● EXERCISE A
In the commission agreement, restate the recital that begins "WHEREAS, ATHENA Medical Corporation" as one shorter sentence that keeps its main facts.
● EXERCISE B
Pick up the ATHENA–OSSCA commission agreement after its last line and continue writing it.

● TEXT SECTION
★ ★ ★ ★

Exhibit 10.38
ATHENA MEDICAL CORPORATION
COMMISSION AGREEMENT
This agreement is made and entered into as of this 30th day of July, 1995, by
and between Xxxxxx Xxxxxxx Xxxxxxxxxxx, Xxxxx X0, Xxxxxxxx, XX 00000 and OSSCA
International, Inc., having a principal address of 000-000xx Xxx., Xxxxxxxx
Xxxxxx, XX 00000, XXX.
RECITALS
WHEREAS, ATHENA Medical Corporation, its assigns and successors, ("ATHENA")
manufactures and sells female healthcare and feminine hygiene products,
including the Fresh 'n Fit-Registered Trademark- interlabial Padette-TM-
("Padette");
WHEREAS, ATHENA wishes to distribute its products in Mexico;
WHEREAS, OSSCA International, Inc. ("OSSCA") represents that it is
experienced in the distribution of products in Mexico and can introduce
ATHENA to distributors in Mexico.
THEREFORE, in exchange for proper and adequate consideration, the parties
hereby agree as follows:
1. SERVICES:
a. OSSCA will introduce Mexican distributors to ATHENA who have the
ability to distribute the Padette in one or more states in Mexico.
b. OSSCA will assist ATHENA in obtaining governmental registration and
certification of the products to be sold in Mexico.

★ ★ ★ ★

● Stored data entries
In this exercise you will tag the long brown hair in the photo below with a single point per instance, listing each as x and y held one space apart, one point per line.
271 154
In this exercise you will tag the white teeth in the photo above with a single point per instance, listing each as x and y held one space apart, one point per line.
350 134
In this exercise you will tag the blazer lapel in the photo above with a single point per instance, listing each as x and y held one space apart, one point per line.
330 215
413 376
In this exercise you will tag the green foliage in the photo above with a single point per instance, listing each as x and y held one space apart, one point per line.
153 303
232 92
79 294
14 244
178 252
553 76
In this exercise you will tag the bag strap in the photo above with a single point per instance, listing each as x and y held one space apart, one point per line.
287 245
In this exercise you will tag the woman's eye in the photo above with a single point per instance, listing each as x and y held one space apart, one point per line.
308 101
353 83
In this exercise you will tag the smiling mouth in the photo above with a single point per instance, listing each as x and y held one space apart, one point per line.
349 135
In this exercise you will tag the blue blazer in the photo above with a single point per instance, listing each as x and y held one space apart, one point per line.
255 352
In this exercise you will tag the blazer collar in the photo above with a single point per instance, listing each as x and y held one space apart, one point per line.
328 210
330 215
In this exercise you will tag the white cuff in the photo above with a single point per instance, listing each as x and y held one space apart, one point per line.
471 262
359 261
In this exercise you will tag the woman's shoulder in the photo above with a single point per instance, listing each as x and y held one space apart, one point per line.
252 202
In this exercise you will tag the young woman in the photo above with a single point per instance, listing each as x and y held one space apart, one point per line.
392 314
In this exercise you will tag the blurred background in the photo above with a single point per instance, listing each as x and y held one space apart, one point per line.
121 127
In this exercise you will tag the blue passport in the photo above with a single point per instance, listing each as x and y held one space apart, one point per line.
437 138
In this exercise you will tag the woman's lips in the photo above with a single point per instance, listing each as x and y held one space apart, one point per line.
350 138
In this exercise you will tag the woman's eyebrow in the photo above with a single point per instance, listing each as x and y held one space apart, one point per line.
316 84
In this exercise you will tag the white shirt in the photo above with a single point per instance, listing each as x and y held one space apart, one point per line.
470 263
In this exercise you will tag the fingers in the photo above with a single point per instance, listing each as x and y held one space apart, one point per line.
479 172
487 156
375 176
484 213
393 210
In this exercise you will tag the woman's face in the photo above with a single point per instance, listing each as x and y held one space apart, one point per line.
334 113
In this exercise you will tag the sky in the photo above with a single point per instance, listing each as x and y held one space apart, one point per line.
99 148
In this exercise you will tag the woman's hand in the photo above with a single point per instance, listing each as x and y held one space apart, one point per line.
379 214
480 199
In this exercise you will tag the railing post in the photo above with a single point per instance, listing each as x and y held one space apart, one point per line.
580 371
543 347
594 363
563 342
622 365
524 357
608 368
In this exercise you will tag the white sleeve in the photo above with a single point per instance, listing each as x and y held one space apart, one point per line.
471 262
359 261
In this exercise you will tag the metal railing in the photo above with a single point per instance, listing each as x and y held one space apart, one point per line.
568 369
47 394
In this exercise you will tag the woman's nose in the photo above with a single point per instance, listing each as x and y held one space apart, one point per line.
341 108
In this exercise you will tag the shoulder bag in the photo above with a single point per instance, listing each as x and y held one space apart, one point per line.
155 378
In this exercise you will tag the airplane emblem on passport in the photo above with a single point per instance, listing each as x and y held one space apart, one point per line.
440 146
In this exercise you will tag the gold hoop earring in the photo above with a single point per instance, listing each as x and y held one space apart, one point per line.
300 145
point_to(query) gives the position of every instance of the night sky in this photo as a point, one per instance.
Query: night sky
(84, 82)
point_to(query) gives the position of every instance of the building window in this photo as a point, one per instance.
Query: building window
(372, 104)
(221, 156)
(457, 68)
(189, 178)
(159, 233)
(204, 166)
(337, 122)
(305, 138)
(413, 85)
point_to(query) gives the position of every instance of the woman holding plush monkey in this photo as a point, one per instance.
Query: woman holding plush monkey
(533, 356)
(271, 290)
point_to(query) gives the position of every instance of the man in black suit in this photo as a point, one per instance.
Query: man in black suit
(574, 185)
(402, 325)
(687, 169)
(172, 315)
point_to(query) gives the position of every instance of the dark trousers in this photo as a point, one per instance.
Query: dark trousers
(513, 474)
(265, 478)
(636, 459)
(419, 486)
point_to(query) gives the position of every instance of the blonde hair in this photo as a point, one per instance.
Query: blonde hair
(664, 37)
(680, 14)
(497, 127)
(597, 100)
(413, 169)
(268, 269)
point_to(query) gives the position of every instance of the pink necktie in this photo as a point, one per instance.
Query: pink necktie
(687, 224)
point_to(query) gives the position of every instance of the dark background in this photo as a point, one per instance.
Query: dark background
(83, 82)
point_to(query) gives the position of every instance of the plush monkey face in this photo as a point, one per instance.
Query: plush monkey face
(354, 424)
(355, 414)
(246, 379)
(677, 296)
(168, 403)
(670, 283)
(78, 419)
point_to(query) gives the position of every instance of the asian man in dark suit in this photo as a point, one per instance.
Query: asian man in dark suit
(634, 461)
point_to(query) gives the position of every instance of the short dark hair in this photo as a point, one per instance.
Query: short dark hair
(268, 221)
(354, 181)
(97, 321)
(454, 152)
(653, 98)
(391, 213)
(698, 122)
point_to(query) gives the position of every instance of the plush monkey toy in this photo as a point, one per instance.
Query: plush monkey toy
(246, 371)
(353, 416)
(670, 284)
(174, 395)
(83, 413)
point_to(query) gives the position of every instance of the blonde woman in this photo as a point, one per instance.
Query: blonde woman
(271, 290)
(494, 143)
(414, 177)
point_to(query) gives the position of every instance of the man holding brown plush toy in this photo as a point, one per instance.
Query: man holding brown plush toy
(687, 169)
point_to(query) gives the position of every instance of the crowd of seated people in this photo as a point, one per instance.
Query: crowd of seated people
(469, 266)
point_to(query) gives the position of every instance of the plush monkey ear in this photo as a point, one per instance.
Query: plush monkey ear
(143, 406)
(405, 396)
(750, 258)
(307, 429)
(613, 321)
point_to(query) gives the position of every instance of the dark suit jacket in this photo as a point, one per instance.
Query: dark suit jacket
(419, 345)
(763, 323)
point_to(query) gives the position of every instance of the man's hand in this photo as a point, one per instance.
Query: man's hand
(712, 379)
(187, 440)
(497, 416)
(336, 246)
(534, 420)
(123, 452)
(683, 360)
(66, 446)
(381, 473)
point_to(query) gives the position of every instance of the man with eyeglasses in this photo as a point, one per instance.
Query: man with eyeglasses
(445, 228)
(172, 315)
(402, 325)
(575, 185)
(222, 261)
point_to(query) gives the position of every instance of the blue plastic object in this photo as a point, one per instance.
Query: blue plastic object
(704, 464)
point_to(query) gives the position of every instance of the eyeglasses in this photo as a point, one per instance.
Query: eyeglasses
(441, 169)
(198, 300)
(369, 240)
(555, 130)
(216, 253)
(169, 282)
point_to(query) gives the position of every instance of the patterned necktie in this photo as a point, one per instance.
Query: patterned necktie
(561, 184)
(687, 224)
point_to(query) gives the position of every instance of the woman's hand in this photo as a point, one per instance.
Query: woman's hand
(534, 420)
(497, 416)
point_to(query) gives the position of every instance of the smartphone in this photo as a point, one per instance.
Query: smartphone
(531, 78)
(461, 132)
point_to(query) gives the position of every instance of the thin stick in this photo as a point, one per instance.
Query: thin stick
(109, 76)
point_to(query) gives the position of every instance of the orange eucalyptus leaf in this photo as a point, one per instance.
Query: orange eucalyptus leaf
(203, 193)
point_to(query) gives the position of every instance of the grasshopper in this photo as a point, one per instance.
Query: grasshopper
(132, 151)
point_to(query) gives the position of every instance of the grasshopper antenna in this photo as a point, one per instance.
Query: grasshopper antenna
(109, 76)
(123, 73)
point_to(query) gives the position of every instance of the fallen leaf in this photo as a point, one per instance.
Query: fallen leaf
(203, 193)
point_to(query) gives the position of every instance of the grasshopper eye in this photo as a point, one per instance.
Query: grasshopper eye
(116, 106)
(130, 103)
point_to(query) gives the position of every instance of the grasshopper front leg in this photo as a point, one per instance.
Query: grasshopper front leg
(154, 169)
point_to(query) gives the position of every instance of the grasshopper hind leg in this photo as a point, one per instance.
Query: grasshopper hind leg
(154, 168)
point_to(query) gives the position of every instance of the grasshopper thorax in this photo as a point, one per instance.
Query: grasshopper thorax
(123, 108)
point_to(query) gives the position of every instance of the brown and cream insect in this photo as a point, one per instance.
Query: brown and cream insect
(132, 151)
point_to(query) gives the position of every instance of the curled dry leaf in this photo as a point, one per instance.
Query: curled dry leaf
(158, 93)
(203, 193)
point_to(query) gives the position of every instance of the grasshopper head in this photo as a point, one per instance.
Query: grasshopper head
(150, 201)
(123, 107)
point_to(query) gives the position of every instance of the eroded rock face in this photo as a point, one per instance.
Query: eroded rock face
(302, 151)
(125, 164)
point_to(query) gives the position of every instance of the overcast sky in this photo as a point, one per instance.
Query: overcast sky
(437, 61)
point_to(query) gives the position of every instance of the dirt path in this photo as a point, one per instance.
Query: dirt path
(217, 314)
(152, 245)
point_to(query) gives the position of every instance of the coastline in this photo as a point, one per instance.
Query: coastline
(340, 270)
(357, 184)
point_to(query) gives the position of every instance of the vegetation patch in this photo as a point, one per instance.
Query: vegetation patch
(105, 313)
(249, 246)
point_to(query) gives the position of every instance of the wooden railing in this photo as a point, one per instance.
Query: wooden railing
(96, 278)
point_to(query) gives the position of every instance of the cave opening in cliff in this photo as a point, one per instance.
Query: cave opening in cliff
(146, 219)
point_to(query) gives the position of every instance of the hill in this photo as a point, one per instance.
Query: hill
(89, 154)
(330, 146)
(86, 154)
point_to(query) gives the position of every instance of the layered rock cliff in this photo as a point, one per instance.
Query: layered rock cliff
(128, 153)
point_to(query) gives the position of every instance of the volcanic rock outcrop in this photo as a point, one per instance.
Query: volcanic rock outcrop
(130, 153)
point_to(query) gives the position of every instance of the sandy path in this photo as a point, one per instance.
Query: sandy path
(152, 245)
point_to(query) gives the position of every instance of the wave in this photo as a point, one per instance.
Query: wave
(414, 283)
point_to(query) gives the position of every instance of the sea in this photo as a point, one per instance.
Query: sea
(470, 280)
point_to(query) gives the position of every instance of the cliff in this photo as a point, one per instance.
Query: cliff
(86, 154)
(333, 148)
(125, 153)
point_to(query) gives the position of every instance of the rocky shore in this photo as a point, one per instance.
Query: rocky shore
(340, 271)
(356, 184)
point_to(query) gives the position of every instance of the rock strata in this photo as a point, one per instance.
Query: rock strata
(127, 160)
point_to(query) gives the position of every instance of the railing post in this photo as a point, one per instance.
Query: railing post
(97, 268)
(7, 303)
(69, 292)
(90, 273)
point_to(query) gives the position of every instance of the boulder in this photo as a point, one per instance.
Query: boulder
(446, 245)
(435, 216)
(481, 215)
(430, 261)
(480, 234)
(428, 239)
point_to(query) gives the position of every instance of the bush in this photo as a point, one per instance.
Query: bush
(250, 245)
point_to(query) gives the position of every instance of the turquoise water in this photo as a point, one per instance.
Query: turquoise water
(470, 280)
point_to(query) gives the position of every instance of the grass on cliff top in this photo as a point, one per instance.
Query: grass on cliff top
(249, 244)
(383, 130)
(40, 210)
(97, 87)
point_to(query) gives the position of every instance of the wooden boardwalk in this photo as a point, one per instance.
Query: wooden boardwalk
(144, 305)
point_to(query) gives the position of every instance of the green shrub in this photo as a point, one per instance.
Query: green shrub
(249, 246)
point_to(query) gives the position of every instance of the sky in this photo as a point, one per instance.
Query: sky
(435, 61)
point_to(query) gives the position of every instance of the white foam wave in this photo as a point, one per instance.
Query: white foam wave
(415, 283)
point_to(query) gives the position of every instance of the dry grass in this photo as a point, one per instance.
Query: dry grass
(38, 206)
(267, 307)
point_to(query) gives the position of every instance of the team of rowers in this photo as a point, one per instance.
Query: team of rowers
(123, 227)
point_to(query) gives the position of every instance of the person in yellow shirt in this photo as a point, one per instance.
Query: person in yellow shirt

★ ★ ★ ★

● TASK RESULT A
ATHENA Medical Corporation, including its assigns and successors, makes and sells female healthcare and feminine hygiene products, among them the Fresh 'n Fit interlabial Padette.

● TASK RESULT B
2. EXCLUSIVITY OF DISTRIBUTORS: OSSCA will register with ATHENA in writing
all entities to be introduced under this Agreement, and ATHENA will, for
all entities not already known to ATHENA, in turn grant OSSCA exclusivity
for all entities introduced, for a period of two (2) consecutive years,
beginning on the date of registration. Should ATHENA initiate the sale of
Padettes in Mexico directly or indirectly with entities introduced by OSSCA
anytime during said two year period, the full force of this Agreement shall
take effect.
3. COMMISSIONS: ATHENA agrees to pay OSSCA a commission of five (5 1/2%)
percent of the net sales proceeds received by ATHENA for each Padette sold
to distributors provided by OSSCA, for a period of three (3) consecutive
years from the date of first sale to the first such distributor, or a
maximum of $250,000, whichever occurs first.
4. PROMOTIONAL ITEMS: ATHENA will provide a reasonable amount of samples and
promotional literature to OSSCA, free of charge. All samples, literature
and other documents of ATHENA will be promptly returned to ATHENA on
termination or cancellation of this Agreement, or at any other time upon
request. ATHENA may change labeling, packaging design, etc., in its sole
discretion.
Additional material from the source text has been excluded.